» Set exercise
Rewrite the lines below, swapping every "straight edges" for "straight sides" and keeping everything else the same.
* Begin Dataset excerpts *
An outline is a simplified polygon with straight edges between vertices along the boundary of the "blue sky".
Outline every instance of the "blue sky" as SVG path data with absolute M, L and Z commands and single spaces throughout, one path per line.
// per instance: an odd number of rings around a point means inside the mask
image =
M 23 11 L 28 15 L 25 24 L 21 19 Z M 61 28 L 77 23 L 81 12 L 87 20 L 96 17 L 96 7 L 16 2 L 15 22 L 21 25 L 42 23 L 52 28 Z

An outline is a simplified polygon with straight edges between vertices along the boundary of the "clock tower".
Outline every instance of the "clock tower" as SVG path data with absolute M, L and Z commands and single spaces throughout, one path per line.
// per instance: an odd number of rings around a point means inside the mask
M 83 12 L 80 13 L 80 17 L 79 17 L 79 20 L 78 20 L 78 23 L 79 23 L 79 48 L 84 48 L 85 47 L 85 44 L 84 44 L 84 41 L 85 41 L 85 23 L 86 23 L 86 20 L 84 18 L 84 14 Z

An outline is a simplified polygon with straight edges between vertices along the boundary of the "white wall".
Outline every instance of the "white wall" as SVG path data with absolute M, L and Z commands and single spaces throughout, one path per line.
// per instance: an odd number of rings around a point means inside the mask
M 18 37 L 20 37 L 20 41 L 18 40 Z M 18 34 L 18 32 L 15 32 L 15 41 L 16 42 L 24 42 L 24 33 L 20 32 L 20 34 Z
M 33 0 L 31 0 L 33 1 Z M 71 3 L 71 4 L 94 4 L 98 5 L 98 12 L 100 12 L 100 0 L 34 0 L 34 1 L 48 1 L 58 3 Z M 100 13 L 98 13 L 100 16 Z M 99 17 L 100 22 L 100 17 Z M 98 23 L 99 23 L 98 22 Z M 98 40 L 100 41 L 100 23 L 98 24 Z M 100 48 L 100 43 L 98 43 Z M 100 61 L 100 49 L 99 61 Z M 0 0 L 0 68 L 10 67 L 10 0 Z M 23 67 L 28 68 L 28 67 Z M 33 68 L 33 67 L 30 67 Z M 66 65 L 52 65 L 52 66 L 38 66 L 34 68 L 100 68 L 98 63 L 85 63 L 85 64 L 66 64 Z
* End Dataset excerpts *
» Expected output
An outline is a simplified polygon with straight sides between vertices along the boundary of the "blue sky".
Outline every instance of the "blue sky" as SVG path data with absolute M, L and Z commands and single spaces throughout, one path per line.
// per instance: an odd number of rings around a point means inside the mask
image =
M 23 11 L 28 15 L 25 24 L 21 19 Z M 61 28 L 77 23 L 81 12 L 87 20 L 96 17 L 96 7 L 16 2 L 15 22 L 21 25 L 42 23 L 52 28 Z

An outline is a simplified polygon with straight sides between vertices along the boundary of the "clock tower".
Outline every instance of the "clock tower" as SVG path data with absolute M, L and Z commands and single spaces throughout, one path per line.
// per instance: an odd number of rings around a point means inside the mask
M 83 12 L 80 13 L 80 17 L 79 17 L 79 20 L 78 20 L 78 23 L 79 23 L 79 48 L 84 48 L 85 47 L 85 44 L 84 44 L 84 41 L 85 41 L 85 23 L 86 23 L 86 20 L 84 18 L 84 14 Z

An outline is a simplified polygon with straight sides between vertices along the boundary of the "white wall".
Outline every instance of the "white wall" as SVG path data with absolute M, L and Z commands and single spaces throughout, one path per line.
// per instance: an odd number of rings around a point means inside the mask
M 18 37 L 20 37 L 20 41 L 18 40 Z M 18 34 L 18 32 L 15 32 L 15 41 L 16 42 L 24 42 L 24 33 L 20 32 L 20 34 Z
M 33 0 L 31 0 L 33 1 Z M 71 3 L 71 4 L 94 4 L 98 5 L 98 12 L 100 12 L 100 0 L 34 0 L 34 1 L 48 1 L 58 3 Z M 100 13 L 98 13 L 100 16 Z M 99 17 L 100 22 L 100 17 Z M 98 23 L 99 23 L 98 22 Z M 98 40 L 100 41 L 100 23 L 98 24 Z M 100 48 L 100 43 L 98 43 Z M 100 61 L 100 49 L 99 61 Z M 0 0 L 0 68 L 10 67 L 10 0 Z M 23 67 L 28 68 L 28 67 Z M 33 68 L 33 67 L 30 67 Z M 66 65 L 52 65 L 52 66 L 38 66 L 34 68 L 100 68 L 98 63 L 85 63 L 85 64 L 66 64 Z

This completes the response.